▶ [Text block]:
=-=-=
3.  Not complying with state wage payment laws.  New York imposes several specific rules regarding how businesses must pay their employees.  These rules include providing new employees with written notice of their rate of pay and regular pay date; prohibiting deductions from wages unless for the employee's benefit and authorized in writing; requiring written contracts for commissioned salespersons; and providing terminated employees with written notice of their last day of work, their last day of benefits, and their right to apply for unemployment benefits.

4.  Not having an employee handbook.  An employee handbook is an important tool for effective employer-employee relations.  It notifies employees of the company's values, policies, and procedures; promotes compliance with labor and employment laws; and helps create an orderly, efficient, and transparent workplace.

5.  Not documenting employee job performance.  A well-managed company clearly communicates its employees' duties and responsibilities (e.g., through written position descriptions), trains and supervises employees to ensure they are meeting these requirements, and provides regular, objective, consistent feedback (e.g., through written evaluations and, where necessary, disciplinary actions).  A lack of accurate, complete, contemporaneous documentation can lead to liability in the event of a lawsuit by an employee.

6.  Not training supervisors regarding EEO laws.  Federal, state, and local equal employment opportunity (EEO) laws prohibit businesses from taking adverse actions against employees (e.g., demotion, termination) for reasons not related to an employee's job performance, including based on an employee's race, color, sex, age, disability, religion, national origin, sexual orientation, and marital status (to name the most common "protected characteristics"), as well as in retaliation for an employee's good faith complaints of discrimination.  It is imperative that supervisors be trained on how to manage employees without violating (or appearing to violate) these laws.

7.  Not providing reasonable accommodations for disabled employees.  Most EEO laws prohibit businesses from taking adverse actions against employees based on certain protected characteristics, but disability discrimination laws also impose an affirmative obligation on businesses to "reasonably accommodate" disabled employees so as to enable them to perform the essential functions of their jobs.  Such accommodations may include restructuring job duties, modifying work schedules, or providing assistive devices.  Businesses are required to provide a disabled employee with needed accommodations unless doing so would cause an "undue hardship" to the company (e.g., too expensive, too disruptive).
=-=-=
▶ [List of tasks]:
1. According to the list of employer mistakes, when may a business refuse a disabled employee a needed accommodation?
2. Print the stretch of the list of employer mistakes from "4.  Not having" through "and transparent workplace.".

▶ [Recorded information]:
=-=-=
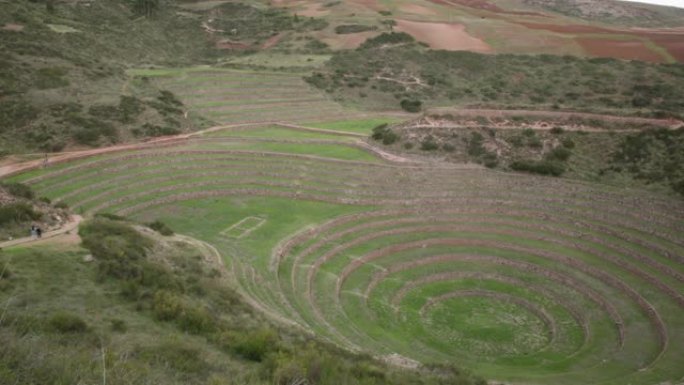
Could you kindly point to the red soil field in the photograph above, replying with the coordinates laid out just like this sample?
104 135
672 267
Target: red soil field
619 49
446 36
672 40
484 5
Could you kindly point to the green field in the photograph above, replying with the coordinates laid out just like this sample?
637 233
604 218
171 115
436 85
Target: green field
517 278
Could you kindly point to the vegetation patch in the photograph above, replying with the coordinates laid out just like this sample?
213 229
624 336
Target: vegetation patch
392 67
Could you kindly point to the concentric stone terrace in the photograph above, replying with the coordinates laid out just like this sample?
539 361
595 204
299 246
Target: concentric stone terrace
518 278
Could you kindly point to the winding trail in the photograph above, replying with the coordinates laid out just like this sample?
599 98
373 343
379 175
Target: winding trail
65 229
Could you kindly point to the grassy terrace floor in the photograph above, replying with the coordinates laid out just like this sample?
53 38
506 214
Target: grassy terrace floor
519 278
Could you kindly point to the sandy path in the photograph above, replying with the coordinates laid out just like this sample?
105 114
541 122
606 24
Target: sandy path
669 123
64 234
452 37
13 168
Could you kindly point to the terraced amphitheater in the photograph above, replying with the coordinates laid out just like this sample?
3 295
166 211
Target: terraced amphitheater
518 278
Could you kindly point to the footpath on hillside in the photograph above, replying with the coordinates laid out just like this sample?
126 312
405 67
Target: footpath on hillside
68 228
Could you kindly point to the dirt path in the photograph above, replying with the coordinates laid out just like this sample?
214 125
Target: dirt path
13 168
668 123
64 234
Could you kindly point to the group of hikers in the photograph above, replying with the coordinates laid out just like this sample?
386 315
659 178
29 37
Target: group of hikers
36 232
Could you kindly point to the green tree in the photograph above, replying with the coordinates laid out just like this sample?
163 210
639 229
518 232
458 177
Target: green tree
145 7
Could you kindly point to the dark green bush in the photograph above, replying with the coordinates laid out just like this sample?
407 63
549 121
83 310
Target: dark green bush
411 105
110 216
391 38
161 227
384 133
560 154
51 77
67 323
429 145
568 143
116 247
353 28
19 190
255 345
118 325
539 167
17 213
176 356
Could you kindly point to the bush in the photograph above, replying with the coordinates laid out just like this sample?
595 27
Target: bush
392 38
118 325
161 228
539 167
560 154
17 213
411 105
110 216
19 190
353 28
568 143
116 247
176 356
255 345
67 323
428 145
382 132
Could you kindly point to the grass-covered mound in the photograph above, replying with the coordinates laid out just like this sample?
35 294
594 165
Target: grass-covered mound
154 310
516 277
=-=-=
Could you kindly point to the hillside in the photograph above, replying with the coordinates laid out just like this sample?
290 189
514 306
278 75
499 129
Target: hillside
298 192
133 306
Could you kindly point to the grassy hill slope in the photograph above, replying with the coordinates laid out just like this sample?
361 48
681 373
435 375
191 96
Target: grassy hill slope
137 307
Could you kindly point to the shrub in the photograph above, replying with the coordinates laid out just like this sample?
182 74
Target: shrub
=-=-=
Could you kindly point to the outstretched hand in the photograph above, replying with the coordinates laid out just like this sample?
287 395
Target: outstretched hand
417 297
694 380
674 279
=-=-=
▶ [Answers for each item]:
1. When providing it would cause an "undue hardship" to the company.

2.
4.  Not having an employee handbook.  An employee handbook is an important tool for effective employer-employee relations.  It notifies employees of the company's values, policies, and procedures; promotes compliance with labor and employment laws; and helps create an orderly, efficient, and transparent workplace.